Data to process -
— Begin —
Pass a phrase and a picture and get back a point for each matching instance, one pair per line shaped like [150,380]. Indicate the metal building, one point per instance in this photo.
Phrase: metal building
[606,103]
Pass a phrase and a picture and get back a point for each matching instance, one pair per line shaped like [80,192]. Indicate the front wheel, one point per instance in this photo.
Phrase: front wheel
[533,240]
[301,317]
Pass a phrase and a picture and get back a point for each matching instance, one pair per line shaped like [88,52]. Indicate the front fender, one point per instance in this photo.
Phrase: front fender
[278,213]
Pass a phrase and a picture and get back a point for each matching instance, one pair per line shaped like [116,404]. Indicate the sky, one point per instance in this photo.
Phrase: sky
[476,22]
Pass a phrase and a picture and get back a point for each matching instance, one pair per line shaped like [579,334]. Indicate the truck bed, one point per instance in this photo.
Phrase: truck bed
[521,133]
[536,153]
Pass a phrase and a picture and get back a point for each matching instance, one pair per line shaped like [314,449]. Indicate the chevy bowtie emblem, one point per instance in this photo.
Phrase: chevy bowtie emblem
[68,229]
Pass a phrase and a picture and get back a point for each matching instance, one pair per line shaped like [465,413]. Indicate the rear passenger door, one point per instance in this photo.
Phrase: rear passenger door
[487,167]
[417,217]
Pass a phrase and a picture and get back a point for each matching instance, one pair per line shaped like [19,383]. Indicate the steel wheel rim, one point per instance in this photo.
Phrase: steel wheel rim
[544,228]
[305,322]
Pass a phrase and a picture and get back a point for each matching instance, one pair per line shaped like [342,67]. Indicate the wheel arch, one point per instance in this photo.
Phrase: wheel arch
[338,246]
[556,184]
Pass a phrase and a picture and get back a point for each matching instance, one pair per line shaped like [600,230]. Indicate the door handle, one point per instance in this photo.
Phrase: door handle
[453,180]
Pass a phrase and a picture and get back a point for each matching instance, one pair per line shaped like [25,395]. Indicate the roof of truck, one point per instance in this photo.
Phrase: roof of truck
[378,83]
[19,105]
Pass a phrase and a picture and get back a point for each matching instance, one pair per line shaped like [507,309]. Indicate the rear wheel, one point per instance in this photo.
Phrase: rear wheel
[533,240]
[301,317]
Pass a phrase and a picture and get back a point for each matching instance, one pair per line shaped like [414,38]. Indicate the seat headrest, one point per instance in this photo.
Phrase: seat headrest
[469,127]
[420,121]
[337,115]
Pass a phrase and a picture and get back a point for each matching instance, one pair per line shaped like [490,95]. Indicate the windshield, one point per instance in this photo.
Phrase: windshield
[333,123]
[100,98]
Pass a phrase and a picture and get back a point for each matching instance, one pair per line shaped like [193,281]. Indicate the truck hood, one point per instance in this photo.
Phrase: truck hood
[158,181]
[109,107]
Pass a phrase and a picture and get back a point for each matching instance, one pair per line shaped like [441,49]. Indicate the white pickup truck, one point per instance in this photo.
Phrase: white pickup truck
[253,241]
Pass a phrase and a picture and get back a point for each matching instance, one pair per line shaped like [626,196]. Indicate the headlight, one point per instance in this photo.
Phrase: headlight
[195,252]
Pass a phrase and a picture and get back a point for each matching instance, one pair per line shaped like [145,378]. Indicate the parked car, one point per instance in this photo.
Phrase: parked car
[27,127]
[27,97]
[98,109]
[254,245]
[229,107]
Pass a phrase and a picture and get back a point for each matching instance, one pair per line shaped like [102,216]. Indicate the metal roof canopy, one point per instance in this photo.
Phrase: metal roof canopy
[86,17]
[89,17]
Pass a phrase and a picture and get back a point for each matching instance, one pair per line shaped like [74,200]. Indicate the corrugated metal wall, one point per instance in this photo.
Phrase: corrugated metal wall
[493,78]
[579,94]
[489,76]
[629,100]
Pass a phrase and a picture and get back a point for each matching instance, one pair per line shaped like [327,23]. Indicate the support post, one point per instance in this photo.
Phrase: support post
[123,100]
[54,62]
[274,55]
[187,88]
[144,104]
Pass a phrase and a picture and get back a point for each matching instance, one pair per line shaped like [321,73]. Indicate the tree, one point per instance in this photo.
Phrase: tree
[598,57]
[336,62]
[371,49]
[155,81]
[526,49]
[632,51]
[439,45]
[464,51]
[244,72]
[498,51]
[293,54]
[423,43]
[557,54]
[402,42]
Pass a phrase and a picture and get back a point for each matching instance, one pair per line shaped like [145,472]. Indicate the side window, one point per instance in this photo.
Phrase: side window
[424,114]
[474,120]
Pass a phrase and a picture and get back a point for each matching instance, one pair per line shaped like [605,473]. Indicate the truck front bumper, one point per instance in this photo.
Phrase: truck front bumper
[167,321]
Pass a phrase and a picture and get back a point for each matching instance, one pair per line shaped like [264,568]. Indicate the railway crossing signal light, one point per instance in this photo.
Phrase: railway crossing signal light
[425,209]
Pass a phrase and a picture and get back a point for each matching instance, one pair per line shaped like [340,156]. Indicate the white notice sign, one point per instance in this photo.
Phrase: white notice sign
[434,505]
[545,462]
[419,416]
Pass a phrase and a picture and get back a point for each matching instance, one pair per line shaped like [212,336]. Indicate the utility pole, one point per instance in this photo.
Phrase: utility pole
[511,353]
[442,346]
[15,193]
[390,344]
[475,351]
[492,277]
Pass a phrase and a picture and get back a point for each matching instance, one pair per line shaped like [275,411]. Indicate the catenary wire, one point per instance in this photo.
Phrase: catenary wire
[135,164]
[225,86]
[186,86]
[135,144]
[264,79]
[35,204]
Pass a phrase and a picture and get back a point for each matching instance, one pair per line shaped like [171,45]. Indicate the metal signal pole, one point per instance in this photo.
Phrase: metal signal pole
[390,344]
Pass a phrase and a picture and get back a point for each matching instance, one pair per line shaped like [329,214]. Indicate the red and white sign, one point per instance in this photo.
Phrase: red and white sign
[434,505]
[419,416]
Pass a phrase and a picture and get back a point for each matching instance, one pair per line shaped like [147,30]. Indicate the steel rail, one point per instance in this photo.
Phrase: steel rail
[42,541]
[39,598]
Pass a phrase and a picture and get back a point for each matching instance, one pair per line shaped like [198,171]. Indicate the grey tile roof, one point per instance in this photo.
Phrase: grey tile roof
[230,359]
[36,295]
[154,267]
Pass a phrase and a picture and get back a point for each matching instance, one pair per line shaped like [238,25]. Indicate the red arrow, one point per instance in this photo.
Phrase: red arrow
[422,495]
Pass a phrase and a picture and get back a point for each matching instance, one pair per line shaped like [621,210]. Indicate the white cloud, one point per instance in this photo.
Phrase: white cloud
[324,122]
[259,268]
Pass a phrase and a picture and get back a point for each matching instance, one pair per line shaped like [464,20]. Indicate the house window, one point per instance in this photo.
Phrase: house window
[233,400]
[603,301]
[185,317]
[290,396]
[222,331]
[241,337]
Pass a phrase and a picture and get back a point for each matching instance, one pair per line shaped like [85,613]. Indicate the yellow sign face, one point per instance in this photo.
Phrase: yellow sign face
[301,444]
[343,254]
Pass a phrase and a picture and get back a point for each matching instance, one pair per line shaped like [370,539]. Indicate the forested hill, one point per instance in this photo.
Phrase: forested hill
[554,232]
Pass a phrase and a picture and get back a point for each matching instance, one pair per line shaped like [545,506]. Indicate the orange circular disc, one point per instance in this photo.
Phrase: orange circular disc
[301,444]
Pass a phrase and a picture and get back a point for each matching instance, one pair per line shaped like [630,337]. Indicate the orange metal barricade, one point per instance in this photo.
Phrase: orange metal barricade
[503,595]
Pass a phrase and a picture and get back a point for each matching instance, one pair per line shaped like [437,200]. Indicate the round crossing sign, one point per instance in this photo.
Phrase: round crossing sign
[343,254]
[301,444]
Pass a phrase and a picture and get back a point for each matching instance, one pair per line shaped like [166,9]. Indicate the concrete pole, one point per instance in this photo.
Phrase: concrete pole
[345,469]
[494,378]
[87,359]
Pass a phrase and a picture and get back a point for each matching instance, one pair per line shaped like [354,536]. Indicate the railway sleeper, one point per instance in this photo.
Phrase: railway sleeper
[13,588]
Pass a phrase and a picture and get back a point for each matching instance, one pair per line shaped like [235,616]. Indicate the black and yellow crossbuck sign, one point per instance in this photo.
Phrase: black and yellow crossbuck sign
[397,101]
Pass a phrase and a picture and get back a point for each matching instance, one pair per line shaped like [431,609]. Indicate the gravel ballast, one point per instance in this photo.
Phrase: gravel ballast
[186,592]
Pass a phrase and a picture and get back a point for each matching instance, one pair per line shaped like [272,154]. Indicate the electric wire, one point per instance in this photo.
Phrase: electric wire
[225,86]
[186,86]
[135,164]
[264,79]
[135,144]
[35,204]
— End —
Set problem -
Only the lines from the one containing "hill, one point per instance in this photo." to the end of the listing belong in the output, each reproduced exactly.

Problem solution -
Pass a phrase and a picture and get back a point for each matching instance, one pair per line shaped like [370,539]. Indicate the forested hill, one point per instance in this photo.
Phrase: forested hill
[554,232]
Pass a phrase and a picture and get back a point for each matching instance, one pair per line shaped like [545,506]. Indicate the orange circular disc, one point per instance in this photo.
Phrase: orange circular disc
[301,444]
Pass a phrase and a picture and get back a point for each matching instance, one pair per line shaped like [630,337]. Indicate the orange metal barricade, one point per instance in this photo.
Phrase: orange metal barricade
[503,595]
Pass a phrase and a picture and get back a point for each matching instance, one pair per line shaped like [437,200]. Indicate the round crossing sign, one point per instance in this photo.
Phrase: round crossing sign
[343,254]
[301,444]
Pass a phrase and a picture and get back a point for each matching instance, one pair per line shaped like [166,9]. Indicate the concrete pole, one point per instance in this photo.
Phrase: concrete pole
[345,469]
[494,378]
[87,359]
Pass a phrase and a picture and get back a point for each matching instance, one pair per line shaped like [354,536]. Indicate the railway sleeper, one point per instance in this photo.
Phrase: railway sleeper
[13,588]
Pass a phrase and a picture and get back a point for each matching instance, one pair per line shaped like [235,616]. Indicate the black and yellow crossbuck sign, one point per instance in this photo.
Phrase: black and yellow crossbuck sign
[397,101]
Pass a phrase and a picture and get back a point for each matching instance, one pair per line shaped like [431,609]. Indicate the gravel ballast, one point per instance in this photo.
Phrase: gravel ballast
[186,592]
Pass a phrase and a picture and get back a point for each matching instance, one pair per line shaped like [272,154]. Indicate the electric wire, one point per instance in this photo.
Phrase: electric wire
[225,86]
[186,86]
[135,164]
[264,79]
[135,144]
[35,204]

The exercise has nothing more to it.